▶ **Data for review**
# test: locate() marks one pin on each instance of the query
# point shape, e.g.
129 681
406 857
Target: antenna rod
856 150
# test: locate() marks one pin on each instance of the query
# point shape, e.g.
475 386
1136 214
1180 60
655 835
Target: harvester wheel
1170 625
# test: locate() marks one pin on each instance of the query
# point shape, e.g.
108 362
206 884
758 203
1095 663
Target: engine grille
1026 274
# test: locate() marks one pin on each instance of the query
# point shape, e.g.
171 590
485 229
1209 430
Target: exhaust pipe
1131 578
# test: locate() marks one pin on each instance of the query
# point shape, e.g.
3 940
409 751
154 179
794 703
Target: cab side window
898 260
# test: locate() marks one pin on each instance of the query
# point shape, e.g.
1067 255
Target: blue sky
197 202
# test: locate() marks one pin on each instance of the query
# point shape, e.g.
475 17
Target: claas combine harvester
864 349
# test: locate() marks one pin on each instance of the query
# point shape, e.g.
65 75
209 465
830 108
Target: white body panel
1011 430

▶ **Your goal**
Could the entire listing be reproduced without any alteration?

▶ **Solution below**
# test: locate() marks one pin on each instance of the query
# point shape, e.g.
129 681
406 857
Target: antenna rod
856 150
# test: locate() marks one pin on each instance of the query
# point shape, e.g.
475 386
1136 214
1180 60
655 835
Target: harvester wheel
1170 625
# test: locate() marks one pin on each instance of the query
# point shape, e.g.
108 362
206 884
758 203
1095 663
Target: engine grille
1026 274
# test: locate() marks one pin on each instance of the query
# point shape, e.g.
171 590
485 229
1209 430
Target: exhaust pipe
1131 578
# test: locate() marks one pin on each instance of the query
# point shape, e.g.
3 940
409 751
154 179
794 703
Target: cab side window
898 260
# test: locate() marks one pin on each instance of the query
# point shape, e.g.
1067 255
Target: blue sky
197 202
# test: locate() marks one pin on each instance of the query
# point shape, e.g.
475 17
Target: claas combine harvester
864 349
# test: locate() marks one pin on each instance of the query
# point shape, e.g.
65 75
209 465
830 108
Target: white body panel
1011 430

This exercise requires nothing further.